_Instructions for the task_
From the hockey debut article below, list every place it names as where Daniel Sprong was born or has lived.
## start Reading text
Young Dutchman makes professional hockey debut

Filed under: Dutch first,Sports by Orangemaster @ 9:21 am

If a Dutchman grows up in a hockey country and has hockey father Hannie Sprong encouraging him, he’ll play hockey instead of football (soccer). Born in Amsterdam, this is Daniel Sprong’s story, an 18-year-old with star quality who has been living in Quebec, Canada since he was seven and played his first NHL game with the Pittsburgh Penguins on 8 October 2015 against the Dallas Stars, in a game that saw the Penguins lose 3-0.

The Dutch media is not into hockey otherwise, but since Sprong is still a Dutchman with no dual citizenship (he’s apparently still waiting on his Canadian one), he qualifies for our ‘Zoek de Nederlander’ (‘Find the Dutch person’) tag. Sprong has also said that he does not want to play with the Dutch national hockey team in the hopes of playing for the Canadian one, which means he probably enjoys winning.
## end Reading text
## start Data provided
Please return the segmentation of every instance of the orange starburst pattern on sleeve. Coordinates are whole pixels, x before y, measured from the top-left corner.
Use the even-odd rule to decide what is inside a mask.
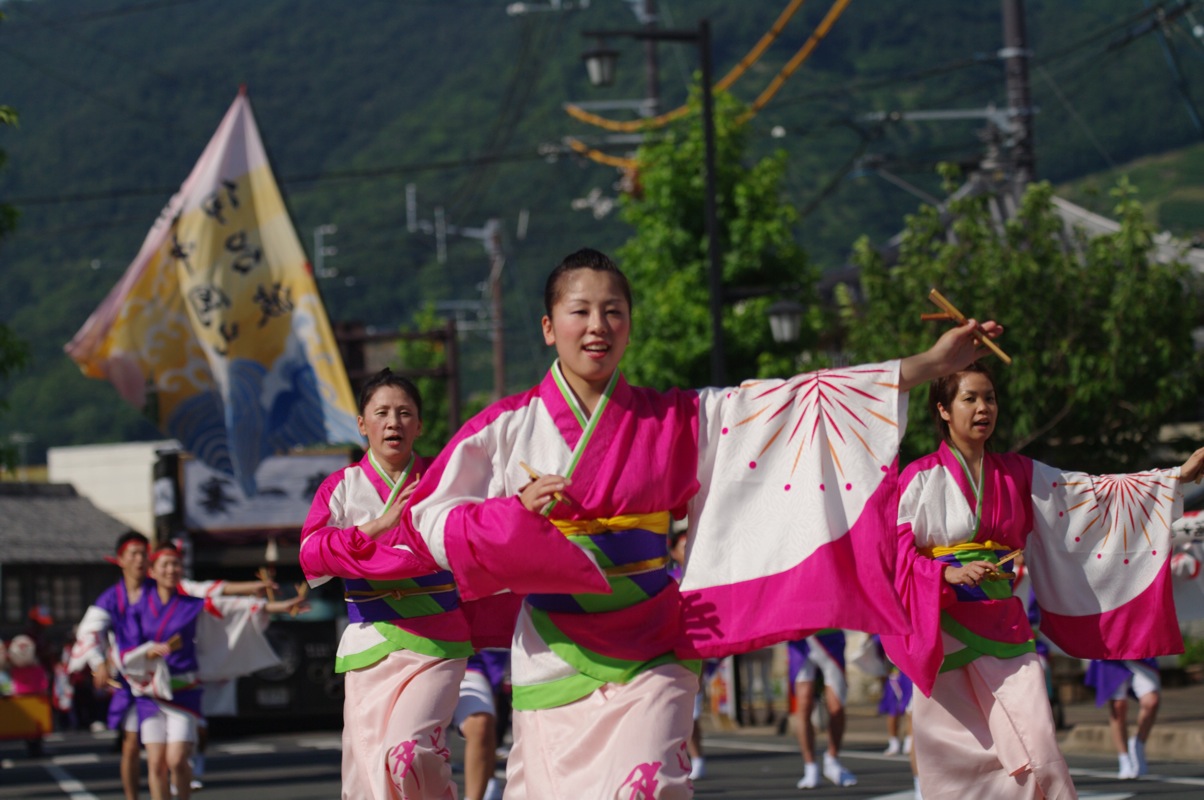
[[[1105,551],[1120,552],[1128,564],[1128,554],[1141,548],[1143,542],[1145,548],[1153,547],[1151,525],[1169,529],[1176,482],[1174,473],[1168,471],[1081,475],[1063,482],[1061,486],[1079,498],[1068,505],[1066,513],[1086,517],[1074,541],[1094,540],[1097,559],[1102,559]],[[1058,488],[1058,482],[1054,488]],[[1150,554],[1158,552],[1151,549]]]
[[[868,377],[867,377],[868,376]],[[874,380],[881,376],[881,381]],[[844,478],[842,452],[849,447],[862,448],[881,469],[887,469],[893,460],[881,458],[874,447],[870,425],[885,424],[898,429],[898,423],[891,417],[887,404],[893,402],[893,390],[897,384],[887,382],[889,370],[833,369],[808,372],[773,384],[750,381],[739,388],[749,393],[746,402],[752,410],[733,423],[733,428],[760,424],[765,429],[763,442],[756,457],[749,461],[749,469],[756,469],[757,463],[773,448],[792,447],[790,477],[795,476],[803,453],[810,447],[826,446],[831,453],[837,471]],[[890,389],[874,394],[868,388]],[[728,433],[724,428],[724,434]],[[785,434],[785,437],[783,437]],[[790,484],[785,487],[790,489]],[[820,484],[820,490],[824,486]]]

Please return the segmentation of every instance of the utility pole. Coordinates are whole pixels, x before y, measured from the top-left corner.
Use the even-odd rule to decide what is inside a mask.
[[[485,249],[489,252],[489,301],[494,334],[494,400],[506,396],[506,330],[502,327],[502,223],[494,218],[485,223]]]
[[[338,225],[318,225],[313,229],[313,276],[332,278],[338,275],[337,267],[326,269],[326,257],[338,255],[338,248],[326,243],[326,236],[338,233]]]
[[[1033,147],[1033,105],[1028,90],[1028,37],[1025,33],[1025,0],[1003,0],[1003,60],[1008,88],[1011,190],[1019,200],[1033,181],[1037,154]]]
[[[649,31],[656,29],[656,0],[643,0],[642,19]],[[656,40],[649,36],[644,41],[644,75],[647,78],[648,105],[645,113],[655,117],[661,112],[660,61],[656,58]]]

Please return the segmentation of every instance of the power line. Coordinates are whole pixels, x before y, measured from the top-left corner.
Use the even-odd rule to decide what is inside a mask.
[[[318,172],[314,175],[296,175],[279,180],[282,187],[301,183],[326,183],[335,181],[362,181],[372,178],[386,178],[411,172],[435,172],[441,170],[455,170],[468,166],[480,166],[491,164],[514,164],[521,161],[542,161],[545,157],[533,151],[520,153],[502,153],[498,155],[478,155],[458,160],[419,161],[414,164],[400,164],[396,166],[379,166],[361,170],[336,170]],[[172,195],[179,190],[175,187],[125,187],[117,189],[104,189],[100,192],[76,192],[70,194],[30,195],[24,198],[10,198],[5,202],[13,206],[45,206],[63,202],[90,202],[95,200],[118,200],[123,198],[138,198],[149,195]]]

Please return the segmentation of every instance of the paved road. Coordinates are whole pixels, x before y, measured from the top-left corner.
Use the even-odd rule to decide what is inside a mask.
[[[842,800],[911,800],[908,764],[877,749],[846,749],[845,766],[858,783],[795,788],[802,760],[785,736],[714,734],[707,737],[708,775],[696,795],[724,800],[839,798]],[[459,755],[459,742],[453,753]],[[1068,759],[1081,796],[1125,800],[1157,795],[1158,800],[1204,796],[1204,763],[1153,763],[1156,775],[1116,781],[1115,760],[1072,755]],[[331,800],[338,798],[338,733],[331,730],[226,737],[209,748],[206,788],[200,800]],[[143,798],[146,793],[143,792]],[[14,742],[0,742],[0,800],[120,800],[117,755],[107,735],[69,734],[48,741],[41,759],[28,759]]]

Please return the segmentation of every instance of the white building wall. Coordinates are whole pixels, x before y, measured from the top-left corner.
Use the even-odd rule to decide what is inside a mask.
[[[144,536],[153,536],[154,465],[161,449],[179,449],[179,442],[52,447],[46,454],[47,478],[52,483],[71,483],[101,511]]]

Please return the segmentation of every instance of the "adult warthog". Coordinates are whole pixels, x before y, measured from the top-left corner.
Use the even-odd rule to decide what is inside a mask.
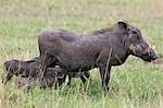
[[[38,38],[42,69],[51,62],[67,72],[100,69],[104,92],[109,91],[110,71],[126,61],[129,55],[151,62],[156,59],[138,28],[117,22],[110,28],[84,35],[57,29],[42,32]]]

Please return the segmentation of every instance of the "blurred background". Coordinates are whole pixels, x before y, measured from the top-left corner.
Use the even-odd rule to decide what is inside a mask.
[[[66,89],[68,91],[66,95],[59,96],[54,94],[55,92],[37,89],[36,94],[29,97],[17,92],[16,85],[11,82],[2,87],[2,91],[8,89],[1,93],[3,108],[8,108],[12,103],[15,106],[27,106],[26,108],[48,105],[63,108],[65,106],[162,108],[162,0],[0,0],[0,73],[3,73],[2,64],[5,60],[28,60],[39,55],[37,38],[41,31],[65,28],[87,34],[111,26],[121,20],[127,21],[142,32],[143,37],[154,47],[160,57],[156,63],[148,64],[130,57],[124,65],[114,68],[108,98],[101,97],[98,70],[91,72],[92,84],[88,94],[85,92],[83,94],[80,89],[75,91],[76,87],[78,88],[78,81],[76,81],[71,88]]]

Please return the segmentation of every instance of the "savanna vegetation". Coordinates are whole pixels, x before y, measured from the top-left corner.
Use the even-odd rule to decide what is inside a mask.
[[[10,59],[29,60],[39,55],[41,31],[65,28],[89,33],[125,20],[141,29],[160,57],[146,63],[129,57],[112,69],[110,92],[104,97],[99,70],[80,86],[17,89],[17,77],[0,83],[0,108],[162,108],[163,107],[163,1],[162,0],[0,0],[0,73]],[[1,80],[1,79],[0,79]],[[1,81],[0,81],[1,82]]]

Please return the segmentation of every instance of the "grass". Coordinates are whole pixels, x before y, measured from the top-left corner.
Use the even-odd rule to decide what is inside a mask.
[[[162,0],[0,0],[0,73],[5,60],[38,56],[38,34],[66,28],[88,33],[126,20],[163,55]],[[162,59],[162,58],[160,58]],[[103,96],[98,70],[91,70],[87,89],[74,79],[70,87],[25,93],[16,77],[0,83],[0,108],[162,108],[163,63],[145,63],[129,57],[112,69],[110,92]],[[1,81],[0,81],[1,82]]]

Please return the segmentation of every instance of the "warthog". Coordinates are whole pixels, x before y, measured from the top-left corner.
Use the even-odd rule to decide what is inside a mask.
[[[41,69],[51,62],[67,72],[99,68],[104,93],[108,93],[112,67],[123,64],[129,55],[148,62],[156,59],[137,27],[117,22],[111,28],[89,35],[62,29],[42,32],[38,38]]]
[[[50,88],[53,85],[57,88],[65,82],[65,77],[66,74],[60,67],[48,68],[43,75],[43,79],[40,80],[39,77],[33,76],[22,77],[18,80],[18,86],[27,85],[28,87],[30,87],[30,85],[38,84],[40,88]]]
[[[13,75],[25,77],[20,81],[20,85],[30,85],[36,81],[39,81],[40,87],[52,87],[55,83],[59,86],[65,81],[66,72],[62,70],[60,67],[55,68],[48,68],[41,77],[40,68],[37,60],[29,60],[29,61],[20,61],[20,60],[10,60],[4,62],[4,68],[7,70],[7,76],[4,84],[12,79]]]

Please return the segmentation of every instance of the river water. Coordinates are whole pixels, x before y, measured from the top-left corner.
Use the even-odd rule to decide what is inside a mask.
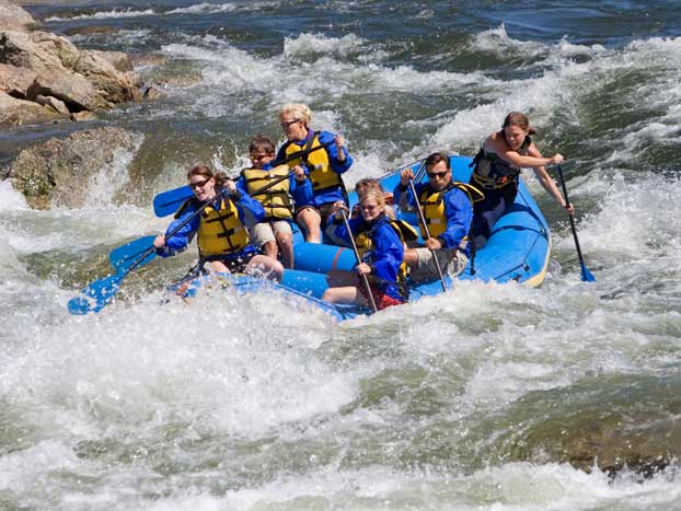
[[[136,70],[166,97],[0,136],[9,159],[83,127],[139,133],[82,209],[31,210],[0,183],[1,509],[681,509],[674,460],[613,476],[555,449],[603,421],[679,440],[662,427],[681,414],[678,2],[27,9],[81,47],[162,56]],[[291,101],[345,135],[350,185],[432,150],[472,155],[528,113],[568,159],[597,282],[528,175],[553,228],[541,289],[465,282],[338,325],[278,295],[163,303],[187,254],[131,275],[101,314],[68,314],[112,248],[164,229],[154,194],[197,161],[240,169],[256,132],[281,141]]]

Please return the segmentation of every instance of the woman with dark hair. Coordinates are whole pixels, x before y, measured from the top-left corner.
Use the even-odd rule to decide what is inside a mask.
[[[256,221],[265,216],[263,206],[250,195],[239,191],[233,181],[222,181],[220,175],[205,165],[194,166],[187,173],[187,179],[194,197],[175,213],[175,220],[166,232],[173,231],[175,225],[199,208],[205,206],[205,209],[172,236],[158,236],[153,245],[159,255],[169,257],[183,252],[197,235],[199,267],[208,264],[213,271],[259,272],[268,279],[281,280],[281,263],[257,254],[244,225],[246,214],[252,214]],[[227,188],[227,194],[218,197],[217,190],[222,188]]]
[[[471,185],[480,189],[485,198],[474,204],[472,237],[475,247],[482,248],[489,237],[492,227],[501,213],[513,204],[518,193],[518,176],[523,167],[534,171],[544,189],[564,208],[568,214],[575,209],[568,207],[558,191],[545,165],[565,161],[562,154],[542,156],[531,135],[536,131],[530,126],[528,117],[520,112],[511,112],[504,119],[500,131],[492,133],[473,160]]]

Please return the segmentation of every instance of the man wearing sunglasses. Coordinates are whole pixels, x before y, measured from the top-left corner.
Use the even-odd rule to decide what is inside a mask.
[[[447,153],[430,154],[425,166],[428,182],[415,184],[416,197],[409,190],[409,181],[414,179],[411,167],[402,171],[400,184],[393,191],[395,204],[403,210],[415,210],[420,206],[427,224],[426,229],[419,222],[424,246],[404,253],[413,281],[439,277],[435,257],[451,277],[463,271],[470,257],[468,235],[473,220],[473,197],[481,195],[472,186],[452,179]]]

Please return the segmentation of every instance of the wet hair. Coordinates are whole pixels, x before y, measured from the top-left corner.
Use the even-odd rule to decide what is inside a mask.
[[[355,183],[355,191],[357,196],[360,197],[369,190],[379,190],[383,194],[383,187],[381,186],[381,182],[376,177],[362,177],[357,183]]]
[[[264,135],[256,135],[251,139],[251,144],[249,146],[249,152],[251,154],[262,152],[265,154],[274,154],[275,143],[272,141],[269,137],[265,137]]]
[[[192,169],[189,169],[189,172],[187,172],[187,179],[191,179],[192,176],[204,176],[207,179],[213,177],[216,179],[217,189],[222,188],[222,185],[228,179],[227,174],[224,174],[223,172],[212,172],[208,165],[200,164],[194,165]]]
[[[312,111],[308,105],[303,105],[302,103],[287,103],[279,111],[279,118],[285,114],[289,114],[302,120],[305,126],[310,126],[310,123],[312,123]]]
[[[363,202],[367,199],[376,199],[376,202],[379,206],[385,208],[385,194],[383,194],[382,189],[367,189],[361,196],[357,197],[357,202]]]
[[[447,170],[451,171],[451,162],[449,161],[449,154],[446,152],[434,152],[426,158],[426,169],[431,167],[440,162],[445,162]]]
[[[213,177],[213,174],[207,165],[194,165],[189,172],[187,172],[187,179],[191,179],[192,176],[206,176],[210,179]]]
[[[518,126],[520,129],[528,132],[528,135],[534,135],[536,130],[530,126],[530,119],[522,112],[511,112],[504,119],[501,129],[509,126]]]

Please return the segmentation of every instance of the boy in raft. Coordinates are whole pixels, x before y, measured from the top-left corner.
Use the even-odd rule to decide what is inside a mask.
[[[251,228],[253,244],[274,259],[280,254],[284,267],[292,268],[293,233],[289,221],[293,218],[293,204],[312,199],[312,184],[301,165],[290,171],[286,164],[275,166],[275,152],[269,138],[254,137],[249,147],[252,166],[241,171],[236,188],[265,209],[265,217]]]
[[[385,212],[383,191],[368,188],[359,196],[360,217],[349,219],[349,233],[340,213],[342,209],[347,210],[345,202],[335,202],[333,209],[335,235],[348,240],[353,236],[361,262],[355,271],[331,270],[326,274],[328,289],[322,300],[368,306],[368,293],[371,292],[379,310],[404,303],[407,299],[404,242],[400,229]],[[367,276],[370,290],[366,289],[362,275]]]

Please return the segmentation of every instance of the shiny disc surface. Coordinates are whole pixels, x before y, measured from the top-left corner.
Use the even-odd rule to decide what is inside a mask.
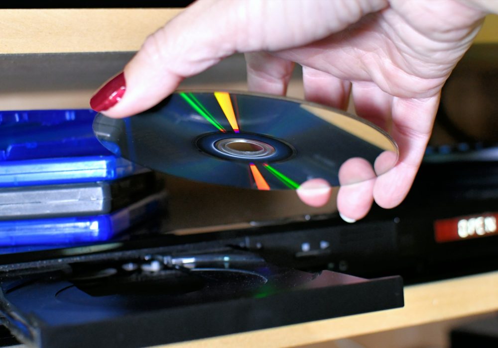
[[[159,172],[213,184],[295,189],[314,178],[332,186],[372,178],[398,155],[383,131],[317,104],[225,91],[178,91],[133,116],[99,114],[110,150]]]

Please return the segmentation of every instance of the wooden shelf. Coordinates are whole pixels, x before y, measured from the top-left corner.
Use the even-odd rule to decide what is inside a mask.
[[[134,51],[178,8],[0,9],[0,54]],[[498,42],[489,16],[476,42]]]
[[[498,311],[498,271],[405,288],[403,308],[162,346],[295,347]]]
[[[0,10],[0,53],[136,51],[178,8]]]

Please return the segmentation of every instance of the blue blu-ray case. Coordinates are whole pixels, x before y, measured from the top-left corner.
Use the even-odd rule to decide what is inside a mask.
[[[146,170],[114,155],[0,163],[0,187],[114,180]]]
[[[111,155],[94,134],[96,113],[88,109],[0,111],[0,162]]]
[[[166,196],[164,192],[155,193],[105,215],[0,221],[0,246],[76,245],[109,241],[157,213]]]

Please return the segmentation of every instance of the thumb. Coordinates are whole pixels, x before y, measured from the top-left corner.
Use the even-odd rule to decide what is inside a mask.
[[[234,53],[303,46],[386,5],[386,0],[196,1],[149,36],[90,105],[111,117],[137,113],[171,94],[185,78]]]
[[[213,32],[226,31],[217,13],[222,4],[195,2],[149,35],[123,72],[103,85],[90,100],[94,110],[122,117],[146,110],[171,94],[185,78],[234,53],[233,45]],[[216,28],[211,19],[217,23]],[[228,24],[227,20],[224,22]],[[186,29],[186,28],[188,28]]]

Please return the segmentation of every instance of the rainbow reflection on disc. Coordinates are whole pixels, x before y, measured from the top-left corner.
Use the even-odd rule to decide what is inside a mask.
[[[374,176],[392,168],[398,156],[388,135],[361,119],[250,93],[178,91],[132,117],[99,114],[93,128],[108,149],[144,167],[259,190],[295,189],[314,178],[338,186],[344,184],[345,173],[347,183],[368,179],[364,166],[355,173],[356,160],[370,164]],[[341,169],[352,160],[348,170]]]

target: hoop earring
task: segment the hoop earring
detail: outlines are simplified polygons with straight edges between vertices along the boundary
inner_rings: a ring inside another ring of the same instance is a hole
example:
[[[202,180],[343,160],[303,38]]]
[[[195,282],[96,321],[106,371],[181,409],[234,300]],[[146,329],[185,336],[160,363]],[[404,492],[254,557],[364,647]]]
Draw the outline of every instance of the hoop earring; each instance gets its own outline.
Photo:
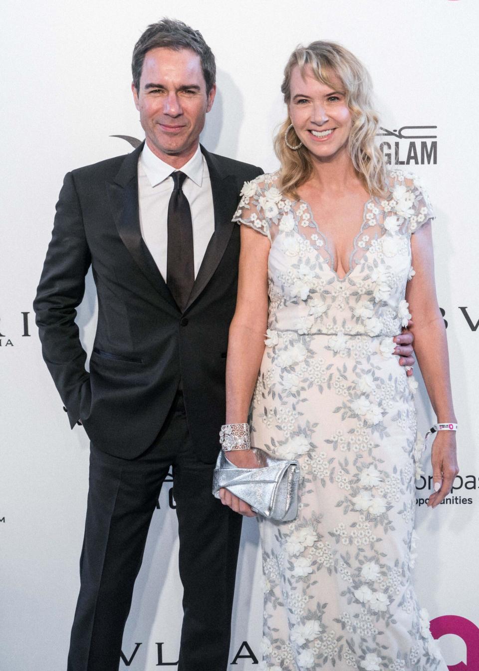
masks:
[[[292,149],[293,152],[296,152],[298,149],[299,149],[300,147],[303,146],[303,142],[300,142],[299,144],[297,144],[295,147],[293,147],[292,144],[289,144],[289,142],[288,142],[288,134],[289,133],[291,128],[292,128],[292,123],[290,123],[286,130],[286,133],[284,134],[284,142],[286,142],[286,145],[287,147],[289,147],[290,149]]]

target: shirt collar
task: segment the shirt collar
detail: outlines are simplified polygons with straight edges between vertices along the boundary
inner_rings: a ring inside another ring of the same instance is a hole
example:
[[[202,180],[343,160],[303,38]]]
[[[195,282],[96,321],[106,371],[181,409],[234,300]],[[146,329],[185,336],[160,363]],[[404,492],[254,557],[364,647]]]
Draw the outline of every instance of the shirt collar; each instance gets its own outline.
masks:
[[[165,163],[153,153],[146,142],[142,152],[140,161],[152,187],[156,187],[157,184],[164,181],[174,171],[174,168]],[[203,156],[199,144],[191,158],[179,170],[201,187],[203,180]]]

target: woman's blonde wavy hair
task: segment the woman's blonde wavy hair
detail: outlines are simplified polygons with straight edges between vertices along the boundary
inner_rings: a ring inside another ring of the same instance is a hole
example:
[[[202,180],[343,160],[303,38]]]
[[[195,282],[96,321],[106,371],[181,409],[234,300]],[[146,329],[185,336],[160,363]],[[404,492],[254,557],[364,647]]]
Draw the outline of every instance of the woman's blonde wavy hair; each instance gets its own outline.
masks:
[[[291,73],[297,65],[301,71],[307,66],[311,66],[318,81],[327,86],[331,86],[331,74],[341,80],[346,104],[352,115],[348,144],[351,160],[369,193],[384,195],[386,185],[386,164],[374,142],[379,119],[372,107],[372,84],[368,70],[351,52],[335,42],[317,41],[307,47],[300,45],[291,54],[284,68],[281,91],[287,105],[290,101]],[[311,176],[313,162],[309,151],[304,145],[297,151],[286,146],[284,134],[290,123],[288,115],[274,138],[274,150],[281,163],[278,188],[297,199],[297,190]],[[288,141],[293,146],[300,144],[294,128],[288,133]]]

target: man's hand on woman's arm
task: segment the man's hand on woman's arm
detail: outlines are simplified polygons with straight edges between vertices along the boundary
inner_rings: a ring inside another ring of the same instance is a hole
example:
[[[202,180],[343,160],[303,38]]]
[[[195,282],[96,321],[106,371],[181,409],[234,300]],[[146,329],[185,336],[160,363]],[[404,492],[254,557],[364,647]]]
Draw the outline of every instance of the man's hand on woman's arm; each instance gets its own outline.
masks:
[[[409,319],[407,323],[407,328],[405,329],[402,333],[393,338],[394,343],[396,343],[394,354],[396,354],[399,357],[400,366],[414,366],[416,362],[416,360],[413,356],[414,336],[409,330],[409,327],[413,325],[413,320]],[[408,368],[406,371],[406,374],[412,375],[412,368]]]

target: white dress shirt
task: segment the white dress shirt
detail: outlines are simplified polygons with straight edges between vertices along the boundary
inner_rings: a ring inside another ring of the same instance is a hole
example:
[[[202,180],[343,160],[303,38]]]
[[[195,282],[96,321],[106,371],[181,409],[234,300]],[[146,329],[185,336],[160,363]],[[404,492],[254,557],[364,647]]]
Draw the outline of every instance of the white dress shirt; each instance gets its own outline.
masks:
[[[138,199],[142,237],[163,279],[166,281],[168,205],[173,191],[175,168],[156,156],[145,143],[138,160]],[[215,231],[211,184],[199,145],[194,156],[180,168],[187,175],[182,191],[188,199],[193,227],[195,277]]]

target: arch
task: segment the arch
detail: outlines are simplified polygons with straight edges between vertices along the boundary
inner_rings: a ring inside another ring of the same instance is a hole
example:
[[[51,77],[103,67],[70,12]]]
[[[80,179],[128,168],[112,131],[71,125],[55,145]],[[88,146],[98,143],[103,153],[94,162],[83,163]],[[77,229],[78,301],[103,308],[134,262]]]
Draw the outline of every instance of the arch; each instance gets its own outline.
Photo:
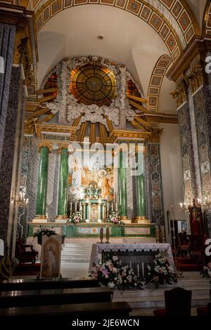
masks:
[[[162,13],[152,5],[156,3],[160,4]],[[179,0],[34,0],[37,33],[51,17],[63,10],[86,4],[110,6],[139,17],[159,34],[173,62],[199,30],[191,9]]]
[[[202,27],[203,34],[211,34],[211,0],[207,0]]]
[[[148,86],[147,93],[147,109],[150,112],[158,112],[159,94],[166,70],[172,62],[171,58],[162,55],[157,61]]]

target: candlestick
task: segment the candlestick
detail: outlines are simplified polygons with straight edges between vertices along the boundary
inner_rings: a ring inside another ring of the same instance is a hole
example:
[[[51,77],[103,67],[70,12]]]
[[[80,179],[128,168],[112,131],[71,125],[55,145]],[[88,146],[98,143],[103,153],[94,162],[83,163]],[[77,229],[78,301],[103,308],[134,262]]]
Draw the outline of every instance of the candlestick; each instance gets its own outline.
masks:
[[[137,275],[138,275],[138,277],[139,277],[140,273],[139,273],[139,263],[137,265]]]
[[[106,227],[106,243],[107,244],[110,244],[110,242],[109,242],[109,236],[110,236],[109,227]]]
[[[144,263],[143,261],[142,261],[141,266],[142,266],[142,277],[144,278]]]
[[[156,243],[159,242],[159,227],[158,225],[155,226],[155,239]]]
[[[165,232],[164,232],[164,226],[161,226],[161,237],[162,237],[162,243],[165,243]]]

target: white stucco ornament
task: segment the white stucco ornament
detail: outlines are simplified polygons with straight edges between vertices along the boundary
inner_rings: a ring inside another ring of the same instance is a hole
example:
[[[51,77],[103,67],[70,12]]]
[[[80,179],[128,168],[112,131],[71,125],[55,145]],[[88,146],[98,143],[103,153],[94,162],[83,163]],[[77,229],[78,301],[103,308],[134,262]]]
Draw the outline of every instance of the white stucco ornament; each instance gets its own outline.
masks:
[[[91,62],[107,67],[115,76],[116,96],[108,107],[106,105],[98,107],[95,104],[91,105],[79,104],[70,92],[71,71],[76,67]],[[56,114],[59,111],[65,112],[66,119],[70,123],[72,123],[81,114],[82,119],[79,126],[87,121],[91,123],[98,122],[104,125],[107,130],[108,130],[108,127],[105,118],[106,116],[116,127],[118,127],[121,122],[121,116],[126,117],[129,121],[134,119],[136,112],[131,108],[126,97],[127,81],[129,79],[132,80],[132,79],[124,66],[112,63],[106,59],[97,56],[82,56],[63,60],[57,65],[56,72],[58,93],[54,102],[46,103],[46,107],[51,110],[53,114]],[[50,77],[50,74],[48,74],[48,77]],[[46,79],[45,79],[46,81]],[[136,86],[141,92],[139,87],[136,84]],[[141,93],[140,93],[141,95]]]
## end Data provided
_Response to this task_
Amsterdam
Quebec
Canada